◆ **Your goal**: Transcribe every line of the records below word for word, keeping each one unchanged.

Collection entries:
—————

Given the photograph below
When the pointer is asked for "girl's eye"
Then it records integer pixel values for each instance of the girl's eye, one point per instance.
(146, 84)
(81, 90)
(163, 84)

—————

◆ **Worked solution**:
Given the photograph below
When the pointer is asked for "girl's eye"
Then it records integer pixel values for each instance of the girl's eye, one point per instance.
(146, 84)
(81, 90)
(163, 84)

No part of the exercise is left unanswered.